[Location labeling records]
»»
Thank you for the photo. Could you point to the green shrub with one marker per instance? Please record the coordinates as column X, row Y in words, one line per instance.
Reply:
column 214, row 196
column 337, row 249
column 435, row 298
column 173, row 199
««
• EXERCISE GOAL
Update the rows so that every "green shrub" reads "leafy bush" and everything else stays the same.

• ANSWER TO THE PROBLEM
Thank you for the photo. Could you point to the leafy bush with one marker per instance? Please record the coordinates as column X, row Y in words, one line per instance.
Reply:
column 214, row 196
column 337, row 249
column 435, row 298
column 173, row 199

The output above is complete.